DIRECTION |
Which lines in the data below contain the string "house"? List every one, and treat uppercase and lowercase as different.

MATERIAL FOR THIS TASK |
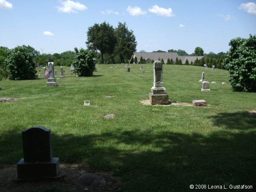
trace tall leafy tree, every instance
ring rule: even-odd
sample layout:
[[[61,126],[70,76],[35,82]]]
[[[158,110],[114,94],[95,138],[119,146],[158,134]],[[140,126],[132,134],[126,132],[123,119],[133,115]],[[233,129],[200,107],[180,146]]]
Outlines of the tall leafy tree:
[[[103,63],[104,55],[113,54],[116,42],[115,30],[112,26],[106,22],[100,24],[95,23],[88,29],[87,47],[91,50],[99,50]]]
[[[81,48],[80,50],[75,48],[76,55],[73,61],[74,71],[79,73],[80,76],[92,76],[95,69],[93,62],[93,52],[88,49]]]
[[[125,22],[119,22],[115,29],[117,43],[115,48],[115,53],[120,57],[121,62],[124,62],[125,58],[130,58],[131,55],[136,51],[137,42],[133,31],[129,30]]]
[[[35,79],[36,70],[33,58],[26,46],[17,46],[9,51],[4,61],[9,78],[13,80]]]
[[[204,50],[201,47],[197,47],[195,49],[194,54],[196,56],[204,56]]]
[[[223,64],[229,72],[232,88],[256,92],[256,35],[232,39],[229,45]]]

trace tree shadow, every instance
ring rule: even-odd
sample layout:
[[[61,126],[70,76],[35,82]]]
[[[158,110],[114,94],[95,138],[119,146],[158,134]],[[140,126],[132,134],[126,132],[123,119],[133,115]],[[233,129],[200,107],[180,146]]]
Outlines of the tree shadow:
[[[82,136],[52,132],[53,157],[61,163],[81,161],[94,170],[113,171],[122,178],[126,191],[188,191],[191,184],[255,185],[256,138],[256,131],[207,136],[140,130]],[[20,131],[11,130],[0,139],[1,163],[15,163],[23,157]]]
[[[228,129],[248,130],[256,128],[256,115],[248,111],[222,113],[210,116],[215,125]]]

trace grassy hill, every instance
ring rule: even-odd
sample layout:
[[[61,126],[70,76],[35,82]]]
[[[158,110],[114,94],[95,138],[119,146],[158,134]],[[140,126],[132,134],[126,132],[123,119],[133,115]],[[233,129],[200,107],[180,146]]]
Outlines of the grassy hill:
[[[153,86],[152,65],[130,66],[128,73],[124,65],[97,65],[91,77],[76,77],[64,67],[67,77],[59,79],[56,67],[56,87],[42,78],[0,81],[0,98],[20,99],[0,103],[0,165],[17,163],[23,156],[21,131],[41,125],[51,130],[53,156],[61,163],[113,172],[125,191],[256,183],[256,116],[248,112],[256,110],[256,93],[233,91],[225,70],[164,65],[170,100],[203,99],[210,106],[145,105],[140,101]],[[203,72],[216,82],[210,92],[201,91]],[[116,118],[103,118],[109,113]]]

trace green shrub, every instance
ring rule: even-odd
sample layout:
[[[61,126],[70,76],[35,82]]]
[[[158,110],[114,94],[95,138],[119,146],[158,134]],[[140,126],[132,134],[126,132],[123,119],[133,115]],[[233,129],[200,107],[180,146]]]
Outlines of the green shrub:
[[[223,64],[233,90],[256,91],[256,35],[232,39]]]
[[[34,56],[26,46],[17,46],[8,52],[4,63],[10,79],[35,79],[36,73]]]
[[[90,76],[93,75],[95,64],[93,62],[93,52],[81,48],[75,48],[76,55],[73,64],[75,73],[80,76]]]

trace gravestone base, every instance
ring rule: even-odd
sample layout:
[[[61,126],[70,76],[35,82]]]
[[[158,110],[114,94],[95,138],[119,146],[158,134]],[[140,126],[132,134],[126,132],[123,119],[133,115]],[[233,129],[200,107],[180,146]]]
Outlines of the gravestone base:
[[[169,103],[169,96],[167,94],[154,95],[149,93],[149,101],[151,105],[168,104]]]
[[[55,178],[59,176],[58,157],[50,161],[25,162],[21,159],[17,164],[18,179]]]
[[[48,79],[48,82],[46,83],[46,85],[47,86],[56,86],[57,83],[55,81],[55,79]]]

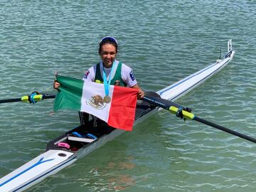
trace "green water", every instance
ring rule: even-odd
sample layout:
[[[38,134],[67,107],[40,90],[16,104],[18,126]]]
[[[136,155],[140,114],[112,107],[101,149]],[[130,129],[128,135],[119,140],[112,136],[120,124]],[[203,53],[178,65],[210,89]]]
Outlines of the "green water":
[[[254,1],[0,1],[0,99],[54,92],[54,73],[82,78],[105,36],[140,86],[157,91],[233,60],[179,99],[199,117],[256,137]],[[78,124],[53,102],[0,105],[0,177]],[[161,111],[27,191],[255,191],[255,144]]]

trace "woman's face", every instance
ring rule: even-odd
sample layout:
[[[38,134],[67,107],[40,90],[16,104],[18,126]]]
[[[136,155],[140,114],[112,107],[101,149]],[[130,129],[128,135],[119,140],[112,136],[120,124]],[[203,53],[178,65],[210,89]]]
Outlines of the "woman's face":
[[[102,46],[100,55],[105,68],[111,68],[117,56],[116,48],[112,44],[105,44]]]

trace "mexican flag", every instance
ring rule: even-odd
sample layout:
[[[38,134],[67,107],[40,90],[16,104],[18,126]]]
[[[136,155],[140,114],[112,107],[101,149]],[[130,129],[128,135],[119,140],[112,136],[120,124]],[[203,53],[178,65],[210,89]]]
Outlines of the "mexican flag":
[[[132,131],[134,122],[138,90],[110,85],[111,101],[104,102],[103,84],[57,76],[60,83],[53,110],[75,110],[90,113],[114,128]]]

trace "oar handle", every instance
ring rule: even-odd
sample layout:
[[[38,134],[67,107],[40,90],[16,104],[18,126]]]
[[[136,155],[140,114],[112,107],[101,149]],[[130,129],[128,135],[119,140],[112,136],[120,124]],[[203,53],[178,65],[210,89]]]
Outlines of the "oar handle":
[[[253,143],[256,143],[256,139],[250,137],[247,135],[241,134],[240,132],[235,132],[234,130],[228,129],[226,127],[224,127],[219,124],[215,124],[213,122],[208,122],[206,119],[203,119],[198,117],[196,117],[195,114],[190,112],[191,110],[187,111],[186,110],[186,108],[184,108],[183,107],[181,106],[178,104],[176,104],[172,101],[169,101],[169,100],[164,100],[162,98],[154,97],[144,97],[142,98],[142,100],[146,101],[146,102],[147,102],[150,104],[152,104],[155,106],[168,110],[170,112],[176,114],[177,117],[197,121],[197,122],[203,123],[205,124],[209,125],[212,127],[220,129],[221,131],[223,131],[227,133],[231,134],[233,135],[237,136],[238,137],[242,138],[247,141],[252,142]]]
[[[203,123],[203,124],[207,124],[207,125],[209,125],[210,127],[213,127],[216,128],[218,129],[222,130],[222,131],[225,132],[227,133],[235,135],[235,136],[237,136],[238,137],[241,137],[242,139],[245,139],[248,140],[250,142],[252,142],[253,143],[256,143],[256,139],[255,138],[250,137],[249,137],[247,135],[241,134],[240,132],[235,132],[234,130],[228,129],[226,127],[223,127],[221,125],[215,124],[213,122],[208,122],[208,121],[207,121],[206,119],[201,119],[201,118],[200,118],[198,117],[195,116],[194,118],[193,118],[193,120],[201,122],[201,123]]]
[[[4,102],[21,102],[21,98],[7,99],[7,100],[0,100],[0,103],[4,103]]]
[[[14,99],[6,99],[0,100],[0,103],[4,102],[31,102],[31,99],[33,100],[34,102],[41,101],[46,99],[54,99],[55,97],[55,94],[38,94],[38,95],[31,95],[23,96],[20,98],[14,98]]]

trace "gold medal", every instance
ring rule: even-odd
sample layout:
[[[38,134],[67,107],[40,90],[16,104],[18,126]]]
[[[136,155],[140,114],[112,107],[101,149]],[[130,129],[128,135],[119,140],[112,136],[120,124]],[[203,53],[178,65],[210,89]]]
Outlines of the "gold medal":
[[[111,102],[111,97],[110,96],[105,96],[103,98],[103,102],[105,103],[110,103]]]

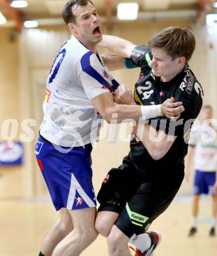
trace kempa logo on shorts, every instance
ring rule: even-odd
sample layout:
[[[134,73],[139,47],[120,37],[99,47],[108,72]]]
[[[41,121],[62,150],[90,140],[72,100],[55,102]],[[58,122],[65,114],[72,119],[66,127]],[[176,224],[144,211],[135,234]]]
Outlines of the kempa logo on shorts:
[[[131,219],[133,219],[135,221],[144,223],[145,222],[144,218],[137,215],[134,213],[131,213]]]

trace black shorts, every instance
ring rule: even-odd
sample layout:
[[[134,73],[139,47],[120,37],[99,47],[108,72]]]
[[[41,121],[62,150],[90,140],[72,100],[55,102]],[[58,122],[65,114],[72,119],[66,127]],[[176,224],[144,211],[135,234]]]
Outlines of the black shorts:
[[[150,171],[139,171],[127,156],[108,172],[97,195],[98,211],[120,213],[115,225],[129,238],[148,230],[170,205],[184,178],[183,165]]]

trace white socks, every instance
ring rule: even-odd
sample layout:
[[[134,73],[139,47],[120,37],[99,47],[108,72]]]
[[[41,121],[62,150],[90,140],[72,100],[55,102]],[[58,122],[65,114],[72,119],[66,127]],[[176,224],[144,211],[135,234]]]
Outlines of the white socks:
[[[152,240],[148,234],[144,233],[137,236],[134,234],[130,238],[129,243],[135,245],[141,253],[146,251],[152,244]]]

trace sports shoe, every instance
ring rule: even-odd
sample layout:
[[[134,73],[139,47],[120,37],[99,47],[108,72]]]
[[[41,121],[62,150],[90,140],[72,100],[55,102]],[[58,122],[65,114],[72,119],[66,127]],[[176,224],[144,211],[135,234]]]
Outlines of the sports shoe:
[[[216,236],[216,229],[214,226],[212,226],[210,230],[209,230],[210,236]]]
[[[158,232],[151,231],[147,232],[150,238],[151,238],[152,244],[151,246],[142,253],[139,249],[136,248],[135,256],[152,256],[153,255],[154,251],[159,245],[159,244],[161,241],[161,236]]]
[[[192,226],[189,230],[188,236],[194,236],[195,233],[197,233],[197,228],[195,228],[195,226]]]

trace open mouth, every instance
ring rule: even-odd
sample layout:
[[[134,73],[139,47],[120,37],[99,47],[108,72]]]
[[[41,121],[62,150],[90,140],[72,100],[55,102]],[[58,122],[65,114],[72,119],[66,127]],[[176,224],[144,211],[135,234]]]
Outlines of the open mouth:
[[[99,35],[101,34],[99,26],[96,27],[96,28],[93,30],[93,35],[97,35],[97,35]]]

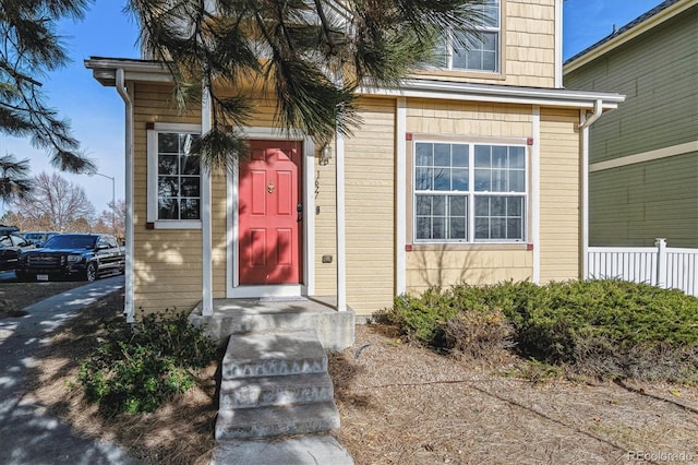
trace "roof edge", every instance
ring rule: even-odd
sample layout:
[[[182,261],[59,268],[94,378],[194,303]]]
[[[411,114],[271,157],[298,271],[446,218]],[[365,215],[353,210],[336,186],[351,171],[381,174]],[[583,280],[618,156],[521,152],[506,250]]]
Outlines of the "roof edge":
[[[646,32],[653,29],[654,27],[660,26],[666,21],[675,17],[679,13],[695,7],[698,4],[698,0],[686,0],[686,1],[676,1],[673,4],[670,4],[665,8],[662,8],[651,16],[647,19],[642,19],[642,16],[647,15],[653,10],[659,9],[661,5],[655,7],[653,10],[640,15],[636,20],[629,22],[625,26],[621,27],[616,33],[611,34],[590,46],[586,50],[577,53],[575,57],[571,57],[563,64],[563,74],[570,73],[578,68],[589,63],[590,61],[595,60],[597,58],[610,52],[611,50],[621,47],[622,45],[633,40],[634,38],[645,34]],[[637,24],[634,24],[636,23]]]

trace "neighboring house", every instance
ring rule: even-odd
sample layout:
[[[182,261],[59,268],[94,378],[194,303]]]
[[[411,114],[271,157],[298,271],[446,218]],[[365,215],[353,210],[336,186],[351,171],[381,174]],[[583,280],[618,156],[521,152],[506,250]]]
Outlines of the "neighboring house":
[[[698,1],[659,4],[564,73],[627,98],[590,129],[590,246],[698,248]]]
[[[260,95],[229,174],[186,163],[202,115],[171,108],[160,64],[87,60],[127,105],[127,313],[287,296],[368,315],[429,286],[579,278],[585,121],[623,96],[563,88],[562,3],[491,0],[488,46],[364,88],[329,147],[282,135]]]

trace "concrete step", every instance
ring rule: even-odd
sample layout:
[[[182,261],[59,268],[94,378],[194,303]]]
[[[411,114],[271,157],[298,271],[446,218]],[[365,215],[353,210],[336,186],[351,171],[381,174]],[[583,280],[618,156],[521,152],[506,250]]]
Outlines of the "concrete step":
[[[286,377],[258,377],[222,380],[221,409],[327,402],[334,397],[327,373],[303,373]]]
[[[339,428],[334,402],[218,410],[216,441],[305,434]]]
[[[327,371],[327,355],[313,331],[233,334],[222,359],[224,380]]]
[[[224,441],[210,465],[353,465],[349,452],[332,436]]]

WRITTEN RESPONSE |
trace "neighboring house", every instance
Outlines of the "neighboring house":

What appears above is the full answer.